Copy every line of the records below, requests included, and shift each answer point by adding 66 to every one of its coordinates. Leave the pictures out of your reply.

════════════════════

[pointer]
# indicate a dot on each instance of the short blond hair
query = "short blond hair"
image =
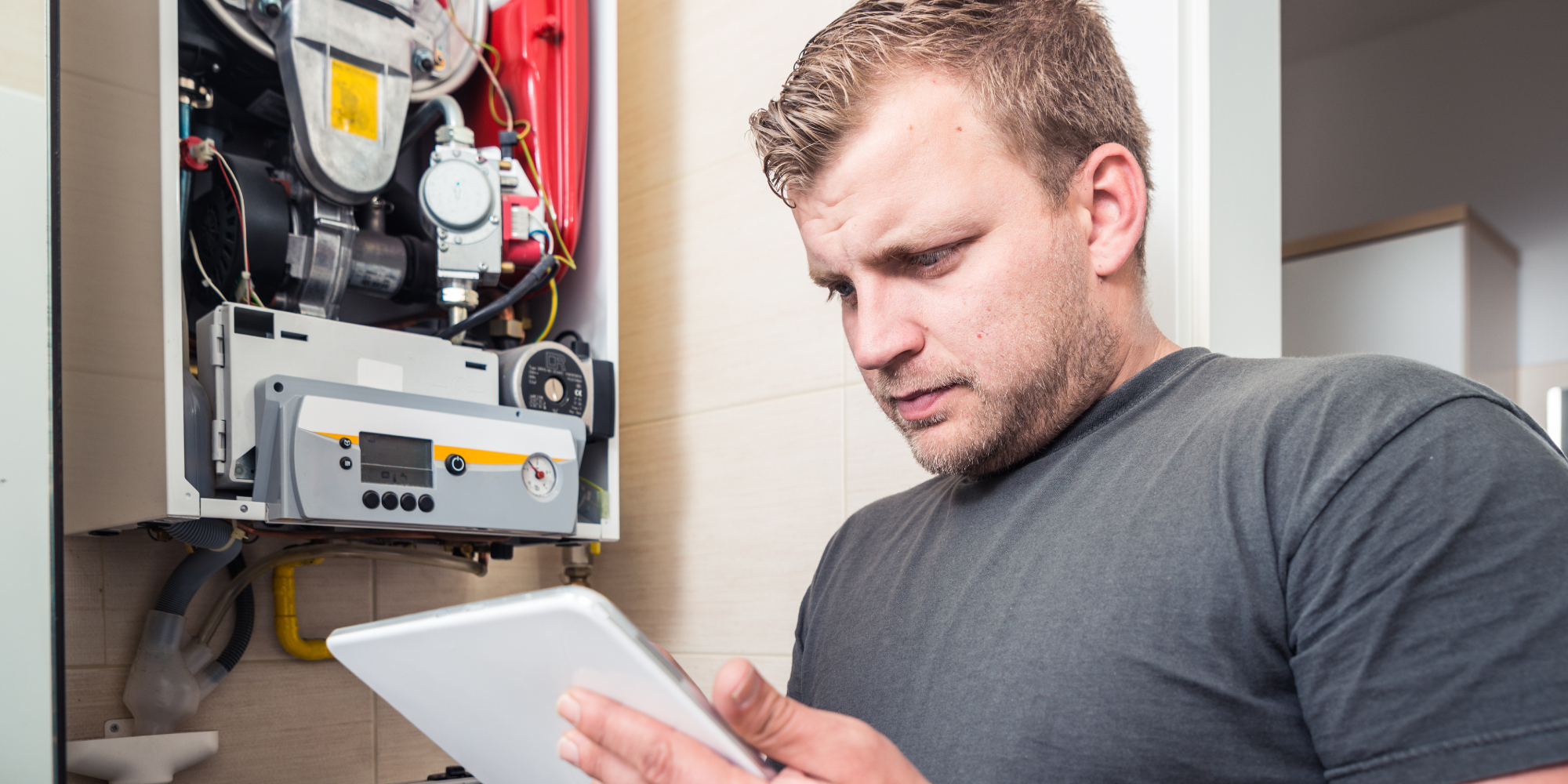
(1045, 73)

════════════════════

§ Task result:
[pointer]
# indicate a dot on each instance of the short blond hair
query = "short blond hair"
image =
(1111, 139)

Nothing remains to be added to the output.